▶ [TASK TO COMPLETE]:
In all of the material below, swap "even-odd" for "nonzero" and reproduce everything else unchanged, leaving out the pictures.

***** EXCERPTED RECORDS *****

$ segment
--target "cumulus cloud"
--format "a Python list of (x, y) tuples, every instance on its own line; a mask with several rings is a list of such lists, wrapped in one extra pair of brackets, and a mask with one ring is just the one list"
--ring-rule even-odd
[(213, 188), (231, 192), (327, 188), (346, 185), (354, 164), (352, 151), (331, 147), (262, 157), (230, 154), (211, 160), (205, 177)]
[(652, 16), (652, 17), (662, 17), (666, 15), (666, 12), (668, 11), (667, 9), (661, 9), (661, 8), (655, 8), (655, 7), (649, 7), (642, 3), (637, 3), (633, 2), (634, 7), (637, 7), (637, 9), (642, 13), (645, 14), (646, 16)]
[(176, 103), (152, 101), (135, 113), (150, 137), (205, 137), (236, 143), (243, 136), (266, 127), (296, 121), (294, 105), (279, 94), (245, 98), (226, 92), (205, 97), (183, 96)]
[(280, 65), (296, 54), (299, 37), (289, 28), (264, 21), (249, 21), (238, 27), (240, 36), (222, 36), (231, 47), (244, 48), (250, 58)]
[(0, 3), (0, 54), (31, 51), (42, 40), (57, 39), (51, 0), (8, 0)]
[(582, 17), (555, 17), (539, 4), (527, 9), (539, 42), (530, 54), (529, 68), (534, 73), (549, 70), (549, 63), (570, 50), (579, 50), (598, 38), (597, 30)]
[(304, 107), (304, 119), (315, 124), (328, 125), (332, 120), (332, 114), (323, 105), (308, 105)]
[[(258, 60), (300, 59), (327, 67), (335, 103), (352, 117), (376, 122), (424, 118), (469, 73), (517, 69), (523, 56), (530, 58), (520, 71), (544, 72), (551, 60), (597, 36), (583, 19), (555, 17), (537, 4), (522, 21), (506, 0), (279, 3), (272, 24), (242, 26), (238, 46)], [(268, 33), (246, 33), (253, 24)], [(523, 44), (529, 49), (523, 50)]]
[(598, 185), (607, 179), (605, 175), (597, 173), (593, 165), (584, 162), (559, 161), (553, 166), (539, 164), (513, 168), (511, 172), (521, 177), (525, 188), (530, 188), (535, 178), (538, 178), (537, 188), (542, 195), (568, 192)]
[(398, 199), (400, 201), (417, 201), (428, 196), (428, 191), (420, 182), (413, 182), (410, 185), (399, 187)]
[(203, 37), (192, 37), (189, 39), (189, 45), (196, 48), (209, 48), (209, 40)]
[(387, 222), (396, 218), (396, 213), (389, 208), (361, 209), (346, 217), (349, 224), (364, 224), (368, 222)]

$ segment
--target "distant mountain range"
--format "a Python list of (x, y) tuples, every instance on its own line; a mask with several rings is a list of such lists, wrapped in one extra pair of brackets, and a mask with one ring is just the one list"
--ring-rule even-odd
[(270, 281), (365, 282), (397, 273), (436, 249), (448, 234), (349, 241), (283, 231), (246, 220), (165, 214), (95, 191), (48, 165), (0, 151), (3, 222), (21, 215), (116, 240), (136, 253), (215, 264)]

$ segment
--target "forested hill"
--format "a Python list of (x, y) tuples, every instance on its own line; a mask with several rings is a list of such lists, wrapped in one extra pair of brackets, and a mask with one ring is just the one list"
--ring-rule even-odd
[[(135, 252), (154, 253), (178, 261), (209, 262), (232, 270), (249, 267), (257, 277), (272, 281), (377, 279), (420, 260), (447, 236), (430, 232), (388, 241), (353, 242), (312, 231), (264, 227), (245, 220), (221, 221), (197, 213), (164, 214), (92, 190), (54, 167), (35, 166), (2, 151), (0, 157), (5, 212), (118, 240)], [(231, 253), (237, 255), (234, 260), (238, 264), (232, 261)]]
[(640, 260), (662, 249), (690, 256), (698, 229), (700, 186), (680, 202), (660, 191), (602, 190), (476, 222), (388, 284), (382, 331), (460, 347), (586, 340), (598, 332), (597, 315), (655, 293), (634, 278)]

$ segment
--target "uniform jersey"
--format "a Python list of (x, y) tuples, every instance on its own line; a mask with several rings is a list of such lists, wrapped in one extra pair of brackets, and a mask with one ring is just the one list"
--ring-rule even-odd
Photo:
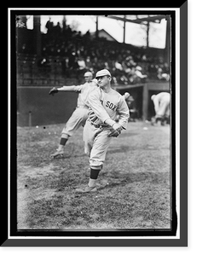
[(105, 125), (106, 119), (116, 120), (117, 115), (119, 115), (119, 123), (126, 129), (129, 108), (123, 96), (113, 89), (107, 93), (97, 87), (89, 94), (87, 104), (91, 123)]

*****

▶ [THE REPLY]:
$ segment
--target "cumulus cloud"
--format "a Python list of (x, y) tuples, every instance on its own line; a mask with several rings is a list of such lists, wrapped in one extra pair of brackets, and a mask with one ring is just the one list"
--ring-rule nonzero
[(213, 188), (231, 192), (327, 188), (346, 185), (354, 164), (352, 151), (331, 147), (262, 157), (230, 154), (211, 160), (205, 177)]
[(652, 16), (652, 17), (662, 17), (666, 15), (666, 12), (668, 11), (667, 9), (661, 9), (661, 8), (655, 8), (655, 7), (649, 7), (642, 3), (637, 3), (633, 2), (634, 7), (637, 7), (637, 9), (642, 13), (645, 14), (646, 16)]
[(176, 103), (152, 101), (135, 113), (150, 137), (205, 137), (236, 143), (243, 136), (266, 127), (296, 121), (294, 105), (279, 94), (245, 98), (226, 92), (205, 97), (183, 96)]
[(280, 65), (296, 54), (299, 37), (289, 28), (264, 21), (249, 21), (238, 27), (240, 36), (222, 36), (231, 47), (244, 48), (250, 58)]
[(0, 3), (0, 54), (31, 51), (42, 40), (57, 39), (51, 0), (8, 0)]
[(582, 17), (555, 17), (539, 4), (527, 9), (539, 42), (530, 54), (529, 68), (534, 73), (549, 70), (549, 63), (570, 50), (579, 50), (598, 38), (597, 30)]
[(304, 107), (304, 119), (315, 124), (328, 125), (332, 120), (332, 114), (323, 105), (308, 105)]
[[(258, 60), (300, 59), (327, 67), (335, 103), (352, 117), (376, 122), (424, 118), (469, 73), (517, 69), (523, 56), (530, 58), (520, 71), (544, 72), (551, 60), (597, 36), (583, 19), (555, 17), (537, 4), (522, 21), (506, 0), (279, 3), (272, 24), (242, 26), (238, 46)], [(268, 33), (246, 33), (253, 24)], [(523, 44), (529, 49), (523, 50)]]
[(598, 185), (607, 179), (605, 175), (597, 173), (593, 165), (584, 162), (559, 161), (553, 166), (539, 164), (513, 168), (511, 172), (521, 177), (525, 188), (530, 188), (535, 178), (538, 178), (537, 188), (542, 195), (568, 192)]
[(398, 199), (400, 201), (417, 201), (428, 196), (428, 191), (420, 182), (413, 182), (410, 185), (399, 187)]
[(203, 37), (192, 37), (189, 39), (189, 45), (196, 48), (209, 48), (209, 40)]
[(387, 222), (396, 218), (396, 213), (389, 208), (361, 209), (346, 217), (349, 224), (364, 224), (368, 222)]

$ segment
--target "distant mountain range"
--format "a Python list of (x, y) tuples, every instance on its own line; a mask with several rings is a list of such lists, wrapped in one extra pair of brackets, and a mask with one ring is just the one list"
--ring-rule nonzero
[(270, 281), (365, 282), (397, 273), (436, 249), (448, 234), (349, 241), (283, 231), (246, 220), (165, 214), (95, 191), (48, 165), (0, 151), (3, 222), (21, 215), (116, 240), (136, 253), (215, 264)]

$ segment
--target "forested hill"
--format "a Python list of (x, y) tuples, every instance on its own line; a mask with several rings is a list of such lists, wrapped in one extra pair of brackets, and a mask with one ring is just the one list"
--ring-rule nonzero
[[(135, 252), (154, 253), (178, 261), (209, 262), (232, 270), (249, 267), (257, 277), (272, 281), (377, 279), (420, 260), (447, 236), (430, 232), (388, 241), (353, 242), (312, 231), (264, 227), (245, 220), (221, 221), (197, 213), (164, 214), (92, 190), (54, 167), (35, 166), (2, 151), (0, 157), (5, 212), (118, 240)], [(231, 253), (237, 255), (234, 260), (238, 264), (232, 261)]]
[(640, 260), (662, 249), (690, 256), (698, 229), (700, 186), (680, 202), (660, 191), (602, 190), (476, 222), (388, 284), (382, 331), (460, 347), (586, 340), (598, 332), (597, 315), (655, 293), (634, 278)]

$ segment
--target "uniform jersey"
--format "a Python list of (x, y) tuples, every instance on its own line; a mask with several rings is a list of such lists, wrapped in one extra pair of brackets, and a mask with one ring is just the one list"
--ring-rule nonzero
Photo:
[(105, 125), (106, 119), (116, 120), (117, 115), (119, 115), (119, 123), (126, 129), (129, 108), (123, 96), (113, 89), (107, 93), (97, 87), (89, 94), (87, 104), (91, 123)]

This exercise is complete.